The development system of an electrophotographic printing or reproduction apparatus is ideally designed to provide a uniform toner concentration to the passing dielectric support member so that a uniformly charged latent image on the dielectric support member will be developed with a proportionally uniform density of toner. Unfortunately, many existing electrophotographic development stations produce “banding”, which is a noticeable and an undesirable variation in image density that manifests as alternating or varying density bands in areas which otherwise are supposed to have a uniform density.
Previous attempts at preventing or reducing banding have sometimes increased the overall developed image density (for example by increasing toner concentration) to a point where any variation in developed density is unnoticeable in dark image regions since the image appears uniformly saturated to a viewer, thereby hiding banding effects in those dark regions. Unfortunately, such techniques can lead to dusting and/or unwanted background toner in light or white areas.
Other attempts to reduce banding have focused on trying to manipulate or control one or more development station electrical biases to compensate for banding. For example, U.S. Pat. No. 6,101,357 discloses a method for reducing power-supply-induced banding by modulating an AC oscillation voltage in a way which minimizes electrical energy in a frequency spectrum that was found to contribute to certain kinds of banding. Similarly, U.S. Pat. No. 7,280,779 discloses a method of measuring an electrical potential on the surface of a developer roll and adjusting a time varying component of a voltage applied to the developer roller using the measured potential in order to reduce variation in the electrical potential and thereby reduce banding.

*Stated problem A*
Write out the banding passage word for word, starting at "Previous attempts at" and ending at "or white areas.".
*Stated problem B*
Continue the text on banding in electrophotographic development stations from its final sentence.

*Recorded data*
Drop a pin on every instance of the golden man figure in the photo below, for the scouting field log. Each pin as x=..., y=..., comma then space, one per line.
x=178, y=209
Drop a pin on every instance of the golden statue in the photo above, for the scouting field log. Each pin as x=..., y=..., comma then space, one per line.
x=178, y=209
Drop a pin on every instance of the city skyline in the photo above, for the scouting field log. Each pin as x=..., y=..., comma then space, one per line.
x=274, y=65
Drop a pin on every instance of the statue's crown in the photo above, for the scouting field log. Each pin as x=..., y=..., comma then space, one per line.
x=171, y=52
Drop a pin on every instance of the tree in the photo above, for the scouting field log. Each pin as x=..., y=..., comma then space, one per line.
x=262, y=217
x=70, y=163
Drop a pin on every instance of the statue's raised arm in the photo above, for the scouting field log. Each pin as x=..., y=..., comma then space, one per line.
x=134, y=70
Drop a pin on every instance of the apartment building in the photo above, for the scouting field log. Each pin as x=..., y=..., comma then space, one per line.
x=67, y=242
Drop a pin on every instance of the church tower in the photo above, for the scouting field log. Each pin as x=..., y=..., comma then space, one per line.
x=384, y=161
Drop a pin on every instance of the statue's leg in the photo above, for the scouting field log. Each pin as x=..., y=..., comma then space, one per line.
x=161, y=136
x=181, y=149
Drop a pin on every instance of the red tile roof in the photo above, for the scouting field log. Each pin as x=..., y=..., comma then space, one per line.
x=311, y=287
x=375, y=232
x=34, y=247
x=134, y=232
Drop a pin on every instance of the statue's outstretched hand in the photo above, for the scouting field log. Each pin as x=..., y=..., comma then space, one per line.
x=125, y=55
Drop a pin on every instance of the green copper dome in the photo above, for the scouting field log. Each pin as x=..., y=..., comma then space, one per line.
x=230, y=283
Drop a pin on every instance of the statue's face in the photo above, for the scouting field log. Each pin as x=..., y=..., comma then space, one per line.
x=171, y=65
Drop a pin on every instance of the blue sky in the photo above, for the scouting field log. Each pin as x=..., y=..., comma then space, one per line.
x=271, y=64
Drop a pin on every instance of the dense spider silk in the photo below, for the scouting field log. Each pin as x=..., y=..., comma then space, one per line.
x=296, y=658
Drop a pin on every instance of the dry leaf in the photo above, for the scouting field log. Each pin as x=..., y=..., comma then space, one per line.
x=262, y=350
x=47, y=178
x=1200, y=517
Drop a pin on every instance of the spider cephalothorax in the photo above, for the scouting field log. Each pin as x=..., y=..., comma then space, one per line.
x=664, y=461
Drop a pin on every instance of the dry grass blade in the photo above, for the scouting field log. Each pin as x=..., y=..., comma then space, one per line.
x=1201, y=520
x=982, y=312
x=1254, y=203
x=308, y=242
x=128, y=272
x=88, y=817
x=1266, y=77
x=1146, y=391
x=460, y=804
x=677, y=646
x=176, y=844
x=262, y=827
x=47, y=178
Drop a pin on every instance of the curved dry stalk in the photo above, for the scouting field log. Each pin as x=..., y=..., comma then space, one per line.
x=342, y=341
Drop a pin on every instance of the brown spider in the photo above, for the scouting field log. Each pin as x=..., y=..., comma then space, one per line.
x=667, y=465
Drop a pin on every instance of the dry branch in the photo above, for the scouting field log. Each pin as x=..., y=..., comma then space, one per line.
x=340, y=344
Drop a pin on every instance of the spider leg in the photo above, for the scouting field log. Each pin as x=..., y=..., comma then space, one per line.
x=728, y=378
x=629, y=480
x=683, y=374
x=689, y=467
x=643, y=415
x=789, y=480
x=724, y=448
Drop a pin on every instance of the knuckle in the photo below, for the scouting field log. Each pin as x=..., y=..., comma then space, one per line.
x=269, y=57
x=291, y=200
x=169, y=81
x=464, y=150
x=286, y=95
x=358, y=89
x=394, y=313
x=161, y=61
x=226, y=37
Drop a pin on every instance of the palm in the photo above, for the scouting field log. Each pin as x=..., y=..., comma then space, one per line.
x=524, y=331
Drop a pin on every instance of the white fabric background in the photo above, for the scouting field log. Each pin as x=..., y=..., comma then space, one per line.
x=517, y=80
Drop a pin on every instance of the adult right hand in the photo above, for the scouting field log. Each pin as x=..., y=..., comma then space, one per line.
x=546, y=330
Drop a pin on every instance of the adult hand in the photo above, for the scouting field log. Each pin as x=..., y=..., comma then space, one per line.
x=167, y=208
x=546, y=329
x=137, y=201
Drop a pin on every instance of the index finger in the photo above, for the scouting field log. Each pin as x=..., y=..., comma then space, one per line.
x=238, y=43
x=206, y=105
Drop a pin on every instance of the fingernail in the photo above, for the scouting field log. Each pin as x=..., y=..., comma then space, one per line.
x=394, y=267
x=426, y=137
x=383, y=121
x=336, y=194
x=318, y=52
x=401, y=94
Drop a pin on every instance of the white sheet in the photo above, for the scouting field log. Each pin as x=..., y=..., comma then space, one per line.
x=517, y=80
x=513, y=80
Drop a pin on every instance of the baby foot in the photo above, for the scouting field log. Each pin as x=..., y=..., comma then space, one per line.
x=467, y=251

*Answer A*
Previous attempts at preventing or reducing banding have sometimes increased the overall developed image density (for example by increasing toner concentration) to a point where any variation in developed density is unnoticeable in dark image regions since the image appears uniformly saturated to a viewer, thereby hiding banding effects in those dark regions. Unfortunately, such techniques can lead to dusting and/or unwanted background toner in light or white areas.

*Answer B*
Further attempts at reducing banding have focused on trying to minimize vibrations or movement of the development station relative to the dielectric support member since variations in development station spacing can cause banding. For example, U.S. Pat. No. 6,236,820 discloses an imaging system which physically links key image subsystems to the one or more development stations in a way which minimizes their movements relative to each other, thereby reducing banding.
Still further attempts at reducing banding have shied away from identifying and addressing a root cause for the banding and instead have taken measures to introduce system noise in attempt to mask banding effects. For example, U.S. Pat. No. 6,567,110 discloses a method for coupling a noise generator to a component in a laser imaging assembly in order to create noise in the pre-developed latent image. Unfortunately, while the noise in the latent image may help obfuscate development banding effects, it is merely masking a problem and necessarily adds system cost through the need of yet more subsystem components.
Furthermore, while previous attempts to prevent development station banding may have focused on modifying the electrical development bias, the persistence of banding under a variety of bias conditions indicates that development station banding still remains an incompletely understood problem which requires further study.
Therefore, it would be beneficial if there were an inexpensive, yet reliable, method and system for reducing development station banding that could easily be implemented.
In view of the above, the claimed invention is directed towards a method for reducing high-frequency banding in an electrophotographic development station having a rotating shell and a magnetic core, such as a rotating magnetic core. A rotating speed of the rotating shell is adjusted relative to a rotating speed of the rotating magnetic core and the speed of the dielectric support member such that a banding reduction ratio is not a ratio of differing low whole numbers.
The claimed invention is also directed towards a development system. The development system has a rotating development shell and a rotating magnetic core at least partially within the rotating development shell. The development system also has at least one drive configured to rotate the rotating development shell and the rotating magnetic core relative to each other and relative to the speed of the dielectric support member such that a banding reduction ratio is not a ratio of differing low whole numbers.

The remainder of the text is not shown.